(PROBLEM SET):
1. Answer these from the article on drug treatment and the Affordable Care Act:
(a) What kind of records will drug programs have to use?
(b) In treating which two kinds of addiction are medications already taking a larger role?
(c) How long has Robert been an Alcoholics Anonymous member?
2. Continue the article on drug treatment and the Affordable Care Act from where it stops.

Some drug treatment professionals confront an even steeper learning curve than physicians because of the ways the Affordable Care Act is shaking up the field.

Drug treatment, especially in California, developed completely separately from the medical system, said Richard Rawson, a professor of psychiatry at UCLA and associate director of the university’s Integrated Substance Abuse Programs.

“It’s this weird mix of self-help, criminal justice, social work and a non-profit peer mentor collection of activities, none of which had anything to do with health care,” Ross said. “The system has not been able to decide if they [addicts] are sick people or bad people.”

Now, health care and drug treatment are coming together. The ACA calls for coordinated care in which physical, mental health and substance use professionals work as a team. Drug programs—many of which are small cash-strapped operations— will have to use electronic medical records and meet tougher Medicaid and private insurance standards.

The industry is already churning, said Senella, who is also president of the California Association of Alcohol and Drug Program Executives.

“There have been a number of mergers already because of the recognition that I’m not large enough to get these things done. I don’t have a continuum of care I can offer,” he said.

Pharmaceuticals, seen as taboo by some long time drug counselors, are already taking on a larger role in opiate or alcohol addiction treatment.

“It’s not okay to say I don’t believe in medication,” said Richard Rawson, a professor of psychiatry at UCLA and the associate director of the university’s Integrated Substance Abuse Programs. “It’s like not believing in penicillin.”

Medications to counter cocaine, methamphetamine and marijuana use have yet to be developed.

But, McLellan predicts pharmaceutical companies will market new drugs to meet the growing demand

At least at first, many in the 12-step movement and other treatment programs are likely to be skeptical of the increasing medicalization of treatment

Robert, who doesn’t want his last name used, is a 20-year Alcoholics Anonymous member, who attends meetings and sponsors many other alcoholics. He said that AA believes alcoholism and addiction have to be addressed spiritually and emotionally.

“We don’t oppose people getting medical treatment. In many cases, especially when people are detoxing, we recommend it. By the same token, we’re not of the mind there’s a quick fix.”

(INFORMATION GIVEN):

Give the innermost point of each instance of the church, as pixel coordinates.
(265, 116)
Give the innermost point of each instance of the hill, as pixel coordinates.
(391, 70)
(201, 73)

(RESULTS IN ORDER):
1.
(a) Electronic medical records.
(b) Opiate and alcohol addiction.
(c) 20 years.

2.
At the Riverside Recovery Center, a six-bed residential treatment center about 60 miles east of Los Angeles, administrator Jesse Green said he’s often leery of sending his clients to doctors.

“When you’re dealing with drug addicts, they’re going to say, ‘I have this [pain]. It works against us in a way.”

Riverside’s website emphasizes its philosophy of peer interaction, mutual self-help and changing the addict’s environment, known as the social model of drug treatment.

Green said he’d rather his clients not take methadone or similar drugs.

“It’s a catch-22 business. I have people come in and they get hooked on legal pharmaceuticals.”

“The tug-of-war is ancient between the social and medical model,” Senella said.

But it may end in a truce.

A group of physicians and drug care professionals are trying to bridge the gap by adopting a hybrid model that includes evidence-based treatment and medication.

“The weight of science is toward medication-assisted treatment,” said David Smith, an adjunct professor at the UCSF School of Nursing who teaches courses on addiction care, and the founder of the Haight Ashbury Clinic.

“The model is diabetes. If you can recover by diet and exercise, you don’t need medication. This is medical thinking brought to the addiction field.

Those drug treatment programs that don’t embrace the ACA-inspired changes aren’t likely to survive for long, predict Rawson and other observers.

“The train has left the station,” Smith said. “You can have critics but you can’t say the practice of medicine can’t be in the hands of physicians.”